» **DOCUMENT EXTRACT**:

+-------+

Marginal-only (red) is stuck. Each pass dutifully makes both axes $\mathcal{N}(0,1)$ , but a separable map can never remove the diagonal correlation, so the total correlation plateaus around 0.9 nats forever — the scatter stays a tilted ellipse pinned to the diagonal. A separable transform has a separable image; you cannot reach $\mathcal{N}(0,I)$ this way.

Insert a rotation and the obstacle dissolves. The rotation mixes the two coordinates, so the next marginal pass sees fresh non-Gaussian structure to remove. With PCA the data is near-Gaussian, so a single decorrelating rotation collapses TC to 0 in one step. A random rotation has no idea where the correlation lives, so it takes a couple of passes — but it does converge. That robustness is the theoretical heart of RBIG Laparra et al. (2011): for near-Gaussian targets almost any rotation works, because each marginal pass can only reduce the total correlation and a generic rotation keeps exposing reducible structure.

4. Rotation choice sets the convergence speed¶

The demo already hints at it: PCA reached independence in one step, random in two. That difference — same destination, different speed — is what makes rotation choice a real design knob. We make it explicit by counting passes to drive TC below a tolerance.

+-------+

» **DATASET CONTENT**:
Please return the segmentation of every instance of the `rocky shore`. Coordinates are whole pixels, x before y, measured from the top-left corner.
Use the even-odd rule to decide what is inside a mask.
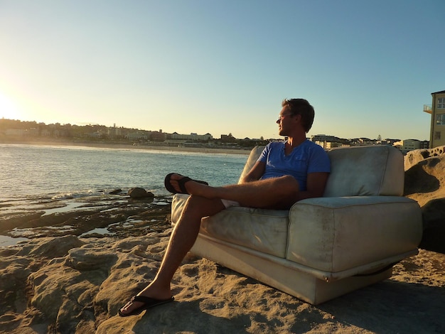
[[[0,247],[0,333],[445,333],[444,163],[443,150],[405,158],[405,195],[424,215],[419,254],[391,279],[317,306],[189,254],[172,282],[175,302],[120,318],[159,266],[171,198],[4,208],[0,234],[27,239]]]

+-------+

» **TASK DESCRIPTION**: Reproduce the passage on rotations and Gaussianization above word for word, from "Insert a rotation" up to and including "exposing reducible structure.".

» **RESULT**:
Insert a rotation and the obstacle dissolves. The rotation mixes the two coordinates, so the next marginal pass sees fresh non-Gaussian structure to remove. With PCA the data is near-Gaussian, so a single decorrelating rotation collapses TC to 0 in one step. A random rotation has no idea where the correlation lives, so it takes a couple of passes — but it does converge. That robustness is the theoretical heart of RBIG Laparra et al. (2011): for near-Gaussian targets almost any rotation works, because each marginal pass can only reduce the total correlation and a generic rotation keeps exposing reducible structure.